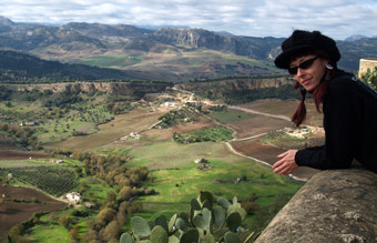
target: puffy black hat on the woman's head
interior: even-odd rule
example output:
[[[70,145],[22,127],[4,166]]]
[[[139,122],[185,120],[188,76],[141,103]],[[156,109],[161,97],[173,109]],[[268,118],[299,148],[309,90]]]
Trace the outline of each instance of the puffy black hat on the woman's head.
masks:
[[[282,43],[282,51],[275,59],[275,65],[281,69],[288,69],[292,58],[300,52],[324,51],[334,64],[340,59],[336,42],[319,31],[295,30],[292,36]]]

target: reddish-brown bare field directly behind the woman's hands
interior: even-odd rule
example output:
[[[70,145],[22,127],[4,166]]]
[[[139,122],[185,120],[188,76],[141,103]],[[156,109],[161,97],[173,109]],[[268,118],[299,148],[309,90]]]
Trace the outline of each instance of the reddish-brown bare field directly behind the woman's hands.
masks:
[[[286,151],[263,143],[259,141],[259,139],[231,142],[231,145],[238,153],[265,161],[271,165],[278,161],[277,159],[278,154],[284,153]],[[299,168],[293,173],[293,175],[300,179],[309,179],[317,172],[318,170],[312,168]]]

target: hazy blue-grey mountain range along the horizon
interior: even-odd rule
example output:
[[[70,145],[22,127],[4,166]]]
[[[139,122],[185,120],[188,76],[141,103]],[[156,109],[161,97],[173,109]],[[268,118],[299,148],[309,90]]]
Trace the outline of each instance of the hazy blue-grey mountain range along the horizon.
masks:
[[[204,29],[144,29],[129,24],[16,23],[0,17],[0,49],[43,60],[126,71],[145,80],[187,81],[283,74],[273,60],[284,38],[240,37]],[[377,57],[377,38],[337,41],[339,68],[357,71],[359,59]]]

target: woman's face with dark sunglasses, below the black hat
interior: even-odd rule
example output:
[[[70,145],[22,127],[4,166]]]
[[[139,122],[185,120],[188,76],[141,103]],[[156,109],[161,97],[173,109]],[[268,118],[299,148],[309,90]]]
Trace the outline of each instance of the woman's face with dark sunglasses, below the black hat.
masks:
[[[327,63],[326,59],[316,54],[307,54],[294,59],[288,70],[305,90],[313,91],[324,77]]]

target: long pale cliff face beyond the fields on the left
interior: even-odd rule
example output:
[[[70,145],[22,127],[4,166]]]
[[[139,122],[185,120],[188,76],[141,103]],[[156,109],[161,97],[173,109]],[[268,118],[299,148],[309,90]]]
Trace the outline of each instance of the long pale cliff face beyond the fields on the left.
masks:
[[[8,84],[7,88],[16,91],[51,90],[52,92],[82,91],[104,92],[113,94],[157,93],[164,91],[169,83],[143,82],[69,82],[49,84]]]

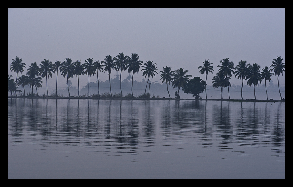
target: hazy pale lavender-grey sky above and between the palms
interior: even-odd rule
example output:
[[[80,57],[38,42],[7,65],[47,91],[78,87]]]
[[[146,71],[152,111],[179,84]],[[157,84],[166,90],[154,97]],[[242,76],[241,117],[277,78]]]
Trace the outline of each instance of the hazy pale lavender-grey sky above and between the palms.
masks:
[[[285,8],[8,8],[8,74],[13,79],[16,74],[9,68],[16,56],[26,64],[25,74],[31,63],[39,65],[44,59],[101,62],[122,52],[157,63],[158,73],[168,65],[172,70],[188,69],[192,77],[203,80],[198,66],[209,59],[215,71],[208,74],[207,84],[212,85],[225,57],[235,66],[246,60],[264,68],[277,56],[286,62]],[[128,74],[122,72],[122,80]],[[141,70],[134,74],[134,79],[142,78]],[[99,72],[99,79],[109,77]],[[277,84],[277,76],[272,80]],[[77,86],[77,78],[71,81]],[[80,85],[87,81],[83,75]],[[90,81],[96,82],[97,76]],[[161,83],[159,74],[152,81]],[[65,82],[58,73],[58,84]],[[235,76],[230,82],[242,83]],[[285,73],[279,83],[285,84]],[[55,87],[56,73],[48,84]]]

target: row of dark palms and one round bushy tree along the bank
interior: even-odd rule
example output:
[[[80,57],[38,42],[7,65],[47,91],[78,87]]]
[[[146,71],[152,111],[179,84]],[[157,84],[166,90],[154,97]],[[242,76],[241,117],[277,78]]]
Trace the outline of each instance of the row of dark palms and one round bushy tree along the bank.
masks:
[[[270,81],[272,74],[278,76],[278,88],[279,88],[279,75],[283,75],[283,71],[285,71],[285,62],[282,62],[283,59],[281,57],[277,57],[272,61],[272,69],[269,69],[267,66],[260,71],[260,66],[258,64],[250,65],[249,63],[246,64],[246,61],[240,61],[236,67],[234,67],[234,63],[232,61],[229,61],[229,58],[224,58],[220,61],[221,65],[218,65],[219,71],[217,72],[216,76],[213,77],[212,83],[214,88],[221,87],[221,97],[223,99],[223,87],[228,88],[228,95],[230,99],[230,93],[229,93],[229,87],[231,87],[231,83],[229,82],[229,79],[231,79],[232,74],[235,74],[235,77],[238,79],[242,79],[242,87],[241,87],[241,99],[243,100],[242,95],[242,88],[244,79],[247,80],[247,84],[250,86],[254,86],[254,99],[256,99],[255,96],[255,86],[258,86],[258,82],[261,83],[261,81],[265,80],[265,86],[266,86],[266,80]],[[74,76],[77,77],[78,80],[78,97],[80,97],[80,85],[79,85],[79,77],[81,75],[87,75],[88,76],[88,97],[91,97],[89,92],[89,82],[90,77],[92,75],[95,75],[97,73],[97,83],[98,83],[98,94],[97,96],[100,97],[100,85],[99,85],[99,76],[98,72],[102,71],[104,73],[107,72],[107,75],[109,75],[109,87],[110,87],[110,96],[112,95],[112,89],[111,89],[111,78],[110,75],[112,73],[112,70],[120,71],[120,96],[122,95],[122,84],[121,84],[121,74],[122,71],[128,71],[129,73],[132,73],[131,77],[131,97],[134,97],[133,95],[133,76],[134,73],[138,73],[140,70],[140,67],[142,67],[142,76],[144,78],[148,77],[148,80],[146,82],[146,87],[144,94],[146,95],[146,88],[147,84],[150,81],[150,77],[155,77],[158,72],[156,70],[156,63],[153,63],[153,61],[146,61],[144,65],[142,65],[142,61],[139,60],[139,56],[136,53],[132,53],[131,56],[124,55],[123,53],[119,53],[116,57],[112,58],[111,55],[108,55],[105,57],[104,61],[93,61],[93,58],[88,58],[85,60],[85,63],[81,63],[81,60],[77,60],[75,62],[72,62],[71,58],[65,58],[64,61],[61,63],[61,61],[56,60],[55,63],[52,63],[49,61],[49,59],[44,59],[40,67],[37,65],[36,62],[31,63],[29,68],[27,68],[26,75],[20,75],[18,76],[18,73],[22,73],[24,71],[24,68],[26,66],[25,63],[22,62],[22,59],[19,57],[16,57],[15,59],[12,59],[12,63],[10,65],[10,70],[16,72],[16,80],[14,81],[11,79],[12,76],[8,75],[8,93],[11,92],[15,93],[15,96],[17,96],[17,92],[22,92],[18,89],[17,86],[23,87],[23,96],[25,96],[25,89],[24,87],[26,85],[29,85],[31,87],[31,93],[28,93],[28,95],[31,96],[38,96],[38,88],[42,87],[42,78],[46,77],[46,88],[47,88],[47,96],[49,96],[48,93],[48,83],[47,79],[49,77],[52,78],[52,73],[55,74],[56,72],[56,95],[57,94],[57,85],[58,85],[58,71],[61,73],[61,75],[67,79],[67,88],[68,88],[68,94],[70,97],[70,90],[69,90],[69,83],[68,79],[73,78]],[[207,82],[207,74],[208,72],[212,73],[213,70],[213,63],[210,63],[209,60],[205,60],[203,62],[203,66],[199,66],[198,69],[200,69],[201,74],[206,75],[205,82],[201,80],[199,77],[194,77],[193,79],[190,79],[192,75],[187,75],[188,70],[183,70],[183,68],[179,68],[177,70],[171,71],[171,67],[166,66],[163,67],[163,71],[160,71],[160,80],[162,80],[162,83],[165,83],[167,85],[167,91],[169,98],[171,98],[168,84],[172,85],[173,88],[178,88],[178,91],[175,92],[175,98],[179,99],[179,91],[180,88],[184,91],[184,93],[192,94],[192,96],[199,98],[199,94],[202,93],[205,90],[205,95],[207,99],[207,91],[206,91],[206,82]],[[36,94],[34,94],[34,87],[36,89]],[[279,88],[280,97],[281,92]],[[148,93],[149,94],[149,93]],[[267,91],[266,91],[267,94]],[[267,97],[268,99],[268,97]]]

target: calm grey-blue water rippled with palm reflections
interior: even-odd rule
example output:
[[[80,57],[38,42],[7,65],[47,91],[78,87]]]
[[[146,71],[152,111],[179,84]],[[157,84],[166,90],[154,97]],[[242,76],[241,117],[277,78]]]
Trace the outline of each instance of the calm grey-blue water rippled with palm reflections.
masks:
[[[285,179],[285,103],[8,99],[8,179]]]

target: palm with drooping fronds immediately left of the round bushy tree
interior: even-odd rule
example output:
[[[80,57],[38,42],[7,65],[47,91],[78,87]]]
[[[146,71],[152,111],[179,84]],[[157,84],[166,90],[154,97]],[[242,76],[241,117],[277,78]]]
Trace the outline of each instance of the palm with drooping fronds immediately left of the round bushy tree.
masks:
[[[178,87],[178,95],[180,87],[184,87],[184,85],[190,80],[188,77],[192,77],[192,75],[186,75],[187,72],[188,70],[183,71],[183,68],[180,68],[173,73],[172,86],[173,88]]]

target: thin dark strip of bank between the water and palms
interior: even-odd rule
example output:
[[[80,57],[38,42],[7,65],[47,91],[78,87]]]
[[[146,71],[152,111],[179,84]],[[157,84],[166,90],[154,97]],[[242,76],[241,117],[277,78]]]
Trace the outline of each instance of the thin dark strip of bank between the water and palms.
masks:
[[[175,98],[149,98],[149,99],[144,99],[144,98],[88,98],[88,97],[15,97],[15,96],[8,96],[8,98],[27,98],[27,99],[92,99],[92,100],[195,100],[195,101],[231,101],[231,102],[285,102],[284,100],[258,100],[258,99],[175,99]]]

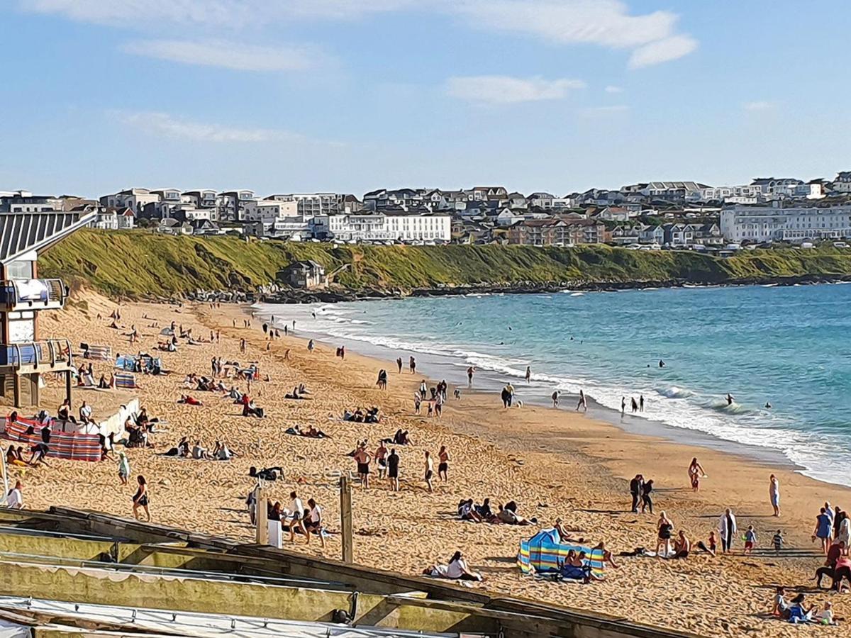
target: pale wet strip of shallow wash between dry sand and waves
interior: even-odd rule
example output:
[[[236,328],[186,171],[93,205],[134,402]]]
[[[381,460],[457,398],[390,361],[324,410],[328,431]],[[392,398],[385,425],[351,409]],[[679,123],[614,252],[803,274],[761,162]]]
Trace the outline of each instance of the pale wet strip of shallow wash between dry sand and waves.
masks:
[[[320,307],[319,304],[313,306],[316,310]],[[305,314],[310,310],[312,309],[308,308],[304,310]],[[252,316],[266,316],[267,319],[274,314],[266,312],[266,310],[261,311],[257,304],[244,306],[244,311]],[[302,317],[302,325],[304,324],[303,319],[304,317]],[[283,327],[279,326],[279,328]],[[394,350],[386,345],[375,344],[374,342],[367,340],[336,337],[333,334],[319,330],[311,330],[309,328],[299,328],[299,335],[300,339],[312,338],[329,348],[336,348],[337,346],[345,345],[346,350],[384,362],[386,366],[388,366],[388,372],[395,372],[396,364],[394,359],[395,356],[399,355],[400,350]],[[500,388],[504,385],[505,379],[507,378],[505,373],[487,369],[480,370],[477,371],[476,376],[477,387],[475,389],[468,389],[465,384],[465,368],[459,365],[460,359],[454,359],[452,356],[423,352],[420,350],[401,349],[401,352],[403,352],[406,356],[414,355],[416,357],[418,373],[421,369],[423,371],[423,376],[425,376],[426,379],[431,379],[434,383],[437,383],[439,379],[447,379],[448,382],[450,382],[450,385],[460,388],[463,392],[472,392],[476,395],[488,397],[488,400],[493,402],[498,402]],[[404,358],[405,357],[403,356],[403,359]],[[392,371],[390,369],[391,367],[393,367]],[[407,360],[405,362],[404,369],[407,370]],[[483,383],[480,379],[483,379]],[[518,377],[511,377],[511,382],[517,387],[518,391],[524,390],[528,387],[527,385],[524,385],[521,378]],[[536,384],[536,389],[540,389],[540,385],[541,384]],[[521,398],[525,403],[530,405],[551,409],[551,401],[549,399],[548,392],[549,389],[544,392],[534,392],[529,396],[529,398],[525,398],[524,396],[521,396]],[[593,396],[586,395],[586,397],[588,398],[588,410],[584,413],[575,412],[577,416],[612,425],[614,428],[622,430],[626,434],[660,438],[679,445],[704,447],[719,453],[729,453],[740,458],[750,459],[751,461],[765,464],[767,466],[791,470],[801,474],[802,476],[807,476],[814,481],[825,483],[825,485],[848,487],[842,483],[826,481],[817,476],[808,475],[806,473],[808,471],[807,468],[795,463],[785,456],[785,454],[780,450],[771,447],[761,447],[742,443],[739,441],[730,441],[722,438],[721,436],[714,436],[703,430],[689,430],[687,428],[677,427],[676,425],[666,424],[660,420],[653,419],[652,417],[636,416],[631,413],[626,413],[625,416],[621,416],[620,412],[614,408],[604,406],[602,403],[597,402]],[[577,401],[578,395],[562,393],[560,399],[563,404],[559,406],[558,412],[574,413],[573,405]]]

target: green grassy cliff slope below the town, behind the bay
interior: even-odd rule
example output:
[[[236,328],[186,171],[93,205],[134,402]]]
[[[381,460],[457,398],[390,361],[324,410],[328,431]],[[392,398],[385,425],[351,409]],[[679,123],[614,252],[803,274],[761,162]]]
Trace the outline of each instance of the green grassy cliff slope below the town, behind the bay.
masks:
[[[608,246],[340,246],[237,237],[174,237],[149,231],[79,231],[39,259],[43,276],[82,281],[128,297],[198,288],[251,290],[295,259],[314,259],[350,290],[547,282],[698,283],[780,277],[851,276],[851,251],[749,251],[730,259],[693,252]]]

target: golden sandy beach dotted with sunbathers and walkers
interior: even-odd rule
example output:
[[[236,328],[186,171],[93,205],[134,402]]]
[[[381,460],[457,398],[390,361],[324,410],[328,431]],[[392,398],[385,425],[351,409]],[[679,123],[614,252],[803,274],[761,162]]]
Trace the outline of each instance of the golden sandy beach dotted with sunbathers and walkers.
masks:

● ● ● ● ●

WHAT NEEDS TO BE DONE:
The answer must consist of every line above that holds the string "bushy", copied exactly.

TASK SOLUTION:
target: row of dark palms and one round bushy tree along the bank
Trace the outline of each instance of the row of dark palms and one round bushy tree along the bank.
target: palm with drooping fronds immediately left of the round bushy tree
Trace the outline of each instance of the palm with drooping fronds immediately left of the round bushy tree.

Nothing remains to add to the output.